» Dataset records:
○ ○ ○ ○

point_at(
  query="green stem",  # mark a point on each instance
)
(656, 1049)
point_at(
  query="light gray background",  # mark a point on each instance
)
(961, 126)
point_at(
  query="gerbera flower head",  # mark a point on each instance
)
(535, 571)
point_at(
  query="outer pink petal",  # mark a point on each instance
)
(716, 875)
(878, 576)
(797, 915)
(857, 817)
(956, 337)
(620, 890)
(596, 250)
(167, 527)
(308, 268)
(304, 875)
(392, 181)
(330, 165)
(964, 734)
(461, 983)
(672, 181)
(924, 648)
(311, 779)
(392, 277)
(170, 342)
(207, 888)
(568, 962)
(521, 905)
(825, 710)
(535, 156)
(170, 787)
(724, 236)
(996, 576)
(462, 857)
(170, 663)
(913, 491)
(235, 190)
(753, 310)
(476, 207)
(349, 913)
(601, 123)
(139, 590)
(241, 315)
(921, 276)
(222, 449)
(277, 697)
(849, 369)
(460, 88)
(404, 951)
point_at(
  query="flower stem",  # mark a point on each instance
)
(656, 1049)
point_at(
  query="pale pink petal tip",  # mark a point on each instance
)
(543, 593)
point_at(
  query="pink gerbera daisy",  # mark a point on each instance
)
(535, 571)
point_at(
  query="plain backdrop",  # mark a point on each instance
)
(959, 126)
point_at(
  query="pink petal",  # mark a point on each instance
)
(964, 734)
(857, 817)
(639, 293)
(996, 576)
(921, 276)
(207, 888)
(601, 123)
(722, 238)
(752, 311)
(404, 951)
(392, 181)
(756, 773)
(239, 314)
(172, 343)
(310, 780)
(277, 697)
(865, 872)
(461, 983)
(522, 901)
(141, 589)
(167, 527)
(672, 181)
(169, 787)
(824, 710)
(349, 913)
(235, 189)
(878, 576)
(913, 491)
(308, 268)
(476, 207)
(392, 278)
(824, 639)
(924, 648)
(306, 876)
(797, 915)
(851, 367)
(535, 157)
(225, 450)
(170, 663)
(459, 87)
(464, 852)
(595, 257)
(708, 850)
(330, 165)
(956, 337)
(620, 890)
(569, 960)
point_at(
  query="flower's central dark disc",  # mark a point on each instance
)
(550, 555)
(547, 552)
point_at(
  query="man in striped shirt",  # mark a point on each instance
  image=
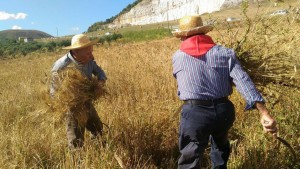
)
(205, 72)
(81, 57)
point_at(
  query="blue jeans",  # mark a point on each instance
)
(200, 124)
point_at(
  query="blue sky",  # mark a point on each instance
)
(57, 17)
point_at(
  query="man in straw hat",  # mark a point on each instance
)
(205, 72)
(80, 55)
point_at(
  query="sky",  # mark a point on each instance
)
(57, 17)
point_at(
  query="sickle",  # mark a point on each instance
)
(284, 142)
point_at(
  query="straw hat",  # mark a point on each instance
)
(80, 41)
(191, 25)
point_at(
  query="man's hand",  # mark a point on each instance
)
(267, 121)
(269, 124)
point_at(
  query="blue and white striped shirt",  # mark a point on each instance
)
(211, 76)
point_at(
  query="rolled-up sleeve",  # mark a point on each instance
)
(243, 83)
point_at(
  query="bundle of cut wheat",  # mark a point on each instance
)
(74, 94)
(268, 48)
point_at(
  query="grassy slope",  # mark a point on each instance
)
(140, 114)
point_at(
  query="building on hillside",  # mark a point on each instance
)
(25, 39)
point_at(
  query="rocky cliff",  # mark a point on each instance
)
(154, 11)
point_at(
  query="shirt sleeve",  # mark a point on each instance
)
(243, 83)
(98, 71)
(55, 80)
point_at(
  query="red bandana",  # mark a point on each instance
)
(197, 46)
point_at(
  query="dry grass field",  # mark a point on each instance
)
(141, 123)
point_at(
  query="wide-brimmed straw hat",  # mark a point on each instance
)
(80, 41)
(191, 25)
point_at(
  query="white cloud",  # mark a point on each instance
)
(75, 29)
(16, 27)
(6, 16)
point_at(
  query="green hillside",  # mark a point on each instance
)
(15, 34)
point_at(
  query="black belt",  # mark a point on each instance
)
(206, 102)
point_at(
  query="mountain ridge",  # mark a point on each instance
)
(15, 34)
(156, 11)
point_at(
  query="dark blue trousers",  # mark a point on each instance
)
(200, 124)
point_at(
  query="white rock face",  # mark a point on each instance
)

○ ○ ○ ○

» Exercise brief:
From start to finish, output the listing exactly, but omit its pictures.

» The solution:
point_at(
  query="green stem",  # mark a point on each instance
)
(656, 1049)
point_at(
  query="light gray background",  # mark a point on each instance
)
(961, 126)
point_at(
  query="gerbera flower head",  # mark a point on each instance
)
(535, 571)
point_at(
  query="outer pink petal",  # mark a point on each instance
)
(716, 875)
(878, 576)
(797, 915)
(857, 817)
(956, 337)
(620, 890)
(596, 250)
(167, 527)
(308, 268)
(304, 875)
(392, 181)
(330, 165)
(964, 734)
(461, 983)
(672, 181)
(924, 648)
(311, 779)
(392, 277)
(170, 342)
(207, 888)
(568, 962)
(521, 905)
(825, 710)
(535, 156)
(170, 787)
(724, 236)
(996, 576)
(462, 857)
(170, 663)
(913, 491)
(235, 190)
(753, 310)
(476, 207)
(349, 913)
(601, 123)
(139, 590)
(241, 315)
(921, 276)
(222, 449)
(277, 697)
(849, 369)
(460, 88)
(404, 951)
point_at(
  query="flower stem",  # mark a point on each instance
)
(656, 1049)
point_at(
  query="pale pink petal tip",  # mark a point on each instance
)
(543, 593)
point_at(
  query="pink gerbera daisy",  # mark a point on each instance
)
(535, 571)
point_at(
  query="plain backdrop",  # mark a point on each instance
)
(959, 126)
point_at(
  query="pink petal",  # mark a point on each instance
)
(964, 734)
(857, 817)
(639, 293)
(996, 576)
(921, 276)
(207, 888)
(601, 123)
(722, 238)
(752, 311)
(404, 951)
(392, 181)
(756, 773)
(239, 314)
(172, 343)
(310, 780)
(277, 697)
(865, 872)
(461, 983)
(522, 901)
(141, 589)
(167, 527)
(672, 181)
(169, 787)
(824, 710)
(349, 913)
(235, 189)
(878, 576)
(913, 491)
(308, 268)
(476, 207)
(392, 278)
(824, 639)
(924, 648)
(306, 876)
(797, 915)
(851, 367)
(535, 157)
(225, 450)
(170, 663)
(459, 87)
(464, 852)
(595, 257)
(708, 850)
(330, 165)
(956, 337)
(620, 890)
(569, 960)
point_at(
  query="flower's central dark disc",  # mark a point on each instance
)
(550, 555)
(547, 552)
point_at(
  query="man in striped shirt",  # mark a point on each instance
  image=
)
(205, 72)
(81, 57)
point_at(
  query="blue jeans",  # mark a point on each instance
)
(200, 124)
point_at(
  query="blue sky",  # mark a point on each instance
)
(57, 17)
point_at(
  query="man in straw hat",  # mark a point on each instance
)
(205, 72)
(80, 55)
point_at(
  query="sky",  # mark a point on each instance
)
(57, 17)
point_at(
  query="sickle",  # mark a point on each instance
)
(284, 142)
point_at(
  query="straw hat",  # mark a point on each instance
)
(80, 41)
(191, 25)
point_at(
  query="man's hand",  # mark a point on each instance
)
(267, 121)
(269, 124)
point_at(
  query="blue and white striped shirt",  # mark a point on each instance
)
(211, 76)
point_at(
  query="rolled-up sleeve",  # mark a point on each instance
)
(243, 83)
point_at(
  query="bundle of cut wheat",  # mark a point on each instance
)
(74, 94)
(268, 48)
point_at(
  query="grassy slope",  # mark a point on each instance
)
(140, 114)
point_at(
  query="building on hillside",  # mark a point on each instance
)
(25, 39)
point_at(
  query="rocky cliff",  # mark a point on each instance
)
(154, 11)
point_at(
  query="shirt sleeve",  # mark a point on each instance
)
(243, 83)
(98, 71)
(55, 80)
point_at(
  query="red bandana",  # mark a point on each instance
)
(197, 46)
point_at(
  query="dry grass field",  # mark a point on each instance
)
(141, 123)
point_at(
  query="wide-brimmed straw hat",  # mark a point on each instance
)
(80, 41)
(191, 25)
point_at(
  query="white cloud",  # mark a point on each instance
)
(75, 29)
(16, 27)
(6, 16)
point_at(
  query="green hillside",  # mark a point on each instance
)
(15, 34)
point_at(
  query="black belt",  # mark a point on each instance
)
(206, 102)
point_at(
  query="mountain ridge",  # mark a point on each instance
)
(15, 34)
(156, 11)
point_at(
  query="dark blue trousers",  # mark a point on each instance
)
(200, 124)
point_at(
  query="white rock face",  # mark a point on each instance
)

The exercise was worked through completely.